Work required: From the entries that follow, list every line in which the string "with" appears.

Given information:
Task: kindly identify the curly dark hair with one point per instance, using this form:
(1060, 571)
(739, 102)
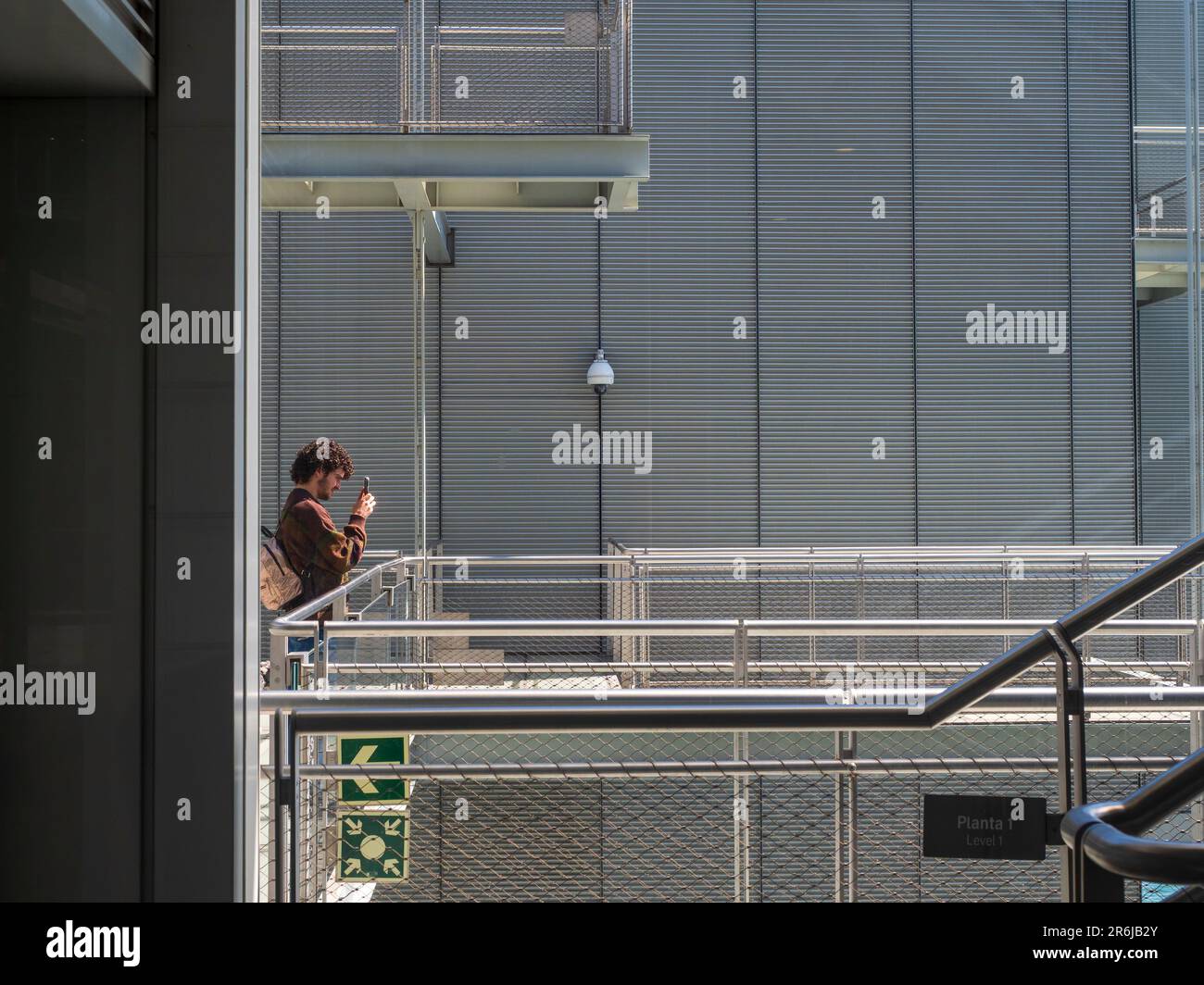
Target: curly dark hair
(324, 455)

==

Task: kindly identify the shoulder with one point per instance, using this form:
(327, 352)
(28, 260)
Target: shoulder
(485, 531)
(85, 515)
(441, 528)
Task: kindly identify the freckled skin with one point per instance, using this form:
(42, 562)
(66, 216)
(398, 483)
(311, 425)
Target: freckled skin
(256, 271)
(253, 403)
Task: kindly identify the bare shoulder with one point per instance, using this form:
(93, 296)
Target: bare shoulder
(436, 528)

Answer:
Task: kindly identify the curly dark hair with one point per instance, using this form:
Task: kindly identify the shoulder with one point per instance, using this form:
Task: kindly identify the freckled skin with one point per instance, using this form:
Task: kindly identify the bare shoulder with one point per instance, using this form:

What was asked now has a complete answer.